◆ Goal of the exercise
Set down every line from the one containing "Target: purple backpack strap" through the last line of the records below, exactly as written, and leave out the pictures.

____ Exercise material

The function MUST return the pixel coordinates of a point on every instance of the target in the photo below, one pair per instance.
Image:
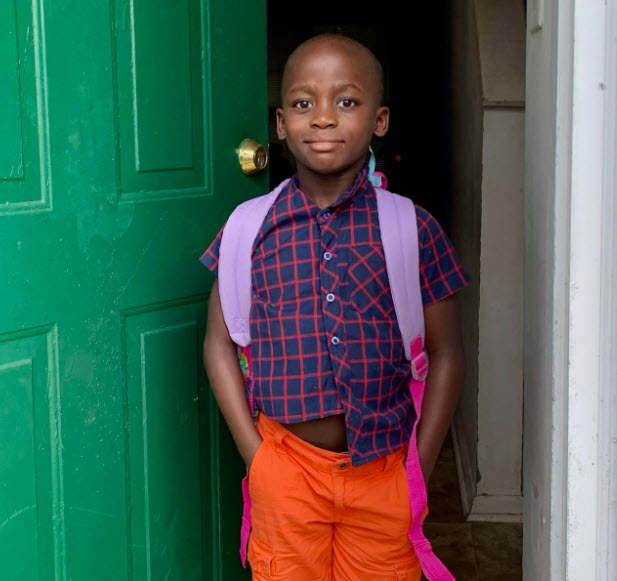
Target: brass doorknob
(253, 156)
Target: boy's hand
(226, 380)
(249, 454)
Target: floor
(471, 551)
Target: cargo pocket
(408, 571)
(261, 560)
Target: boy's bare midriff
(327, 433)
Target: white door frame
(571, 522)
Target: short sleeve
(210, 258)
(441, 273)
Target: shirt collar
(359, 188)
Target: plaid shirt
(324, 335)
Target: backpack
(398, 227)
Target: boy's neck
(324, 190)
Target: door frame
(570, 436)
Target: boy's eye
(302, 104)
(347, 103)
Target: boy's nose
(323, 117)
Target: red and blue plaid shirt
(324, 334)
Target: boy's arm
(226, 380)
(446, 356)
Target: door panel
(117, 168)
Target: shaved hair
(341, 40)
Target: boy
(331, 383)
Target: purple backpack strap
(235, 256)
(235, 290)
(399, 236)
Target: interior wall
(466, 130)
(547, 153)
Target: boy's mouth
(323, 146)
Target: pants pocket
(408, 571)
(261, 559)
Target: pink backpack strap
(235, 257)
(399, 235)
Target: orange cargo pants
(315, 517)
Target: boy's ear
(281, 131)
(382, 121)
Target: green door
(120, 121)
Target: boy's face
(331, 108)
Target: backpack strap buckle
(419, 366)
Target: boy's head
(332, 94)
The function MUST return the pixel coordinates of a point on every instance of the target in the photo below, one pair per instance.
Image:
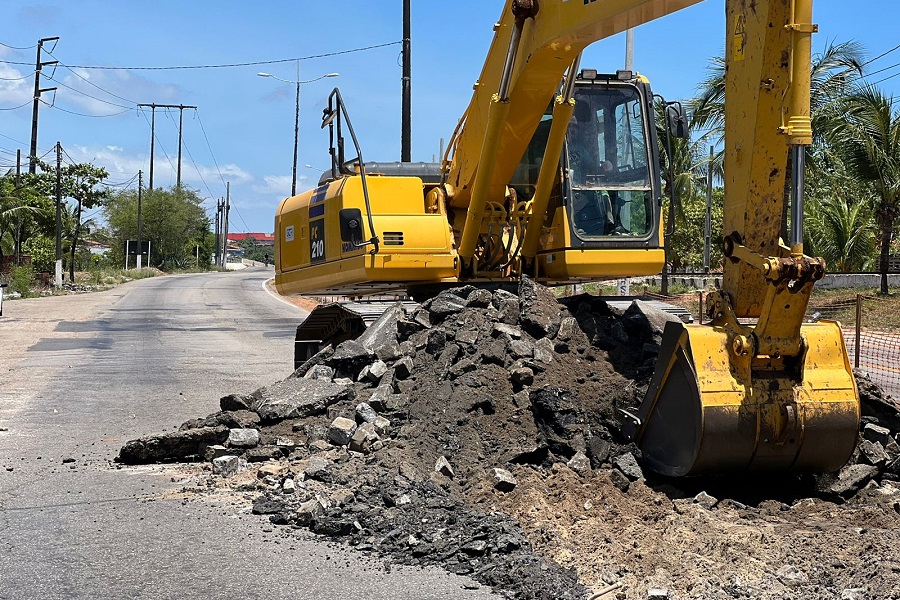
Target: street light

________

◆ Answer below
Target: purple backpack strap
(235, 256)
(235, 290)
(399, 236)
Target: interior wall
(466, 130)
(547, 153)
Target: boy's mouth
(323, 146)
Target: pants pocket
(408, 571)
(261, 559)
Target: pink backpack strap
(235, 257)
(399, 235)
Target: orange cargo pants
(315, 517)
Target: boy's ear
(281, 131)
(382, 121)
Target: green door
(120, 121)
Target: boy's face
(331, 108)
Target: backpack strap buckle
(419, 366)
Target: boy's head
(332, 94)
The function MUST return the pixel coordinates of a point on every instance of the target in the photo below, one pair per instance.
Image:
Target: street light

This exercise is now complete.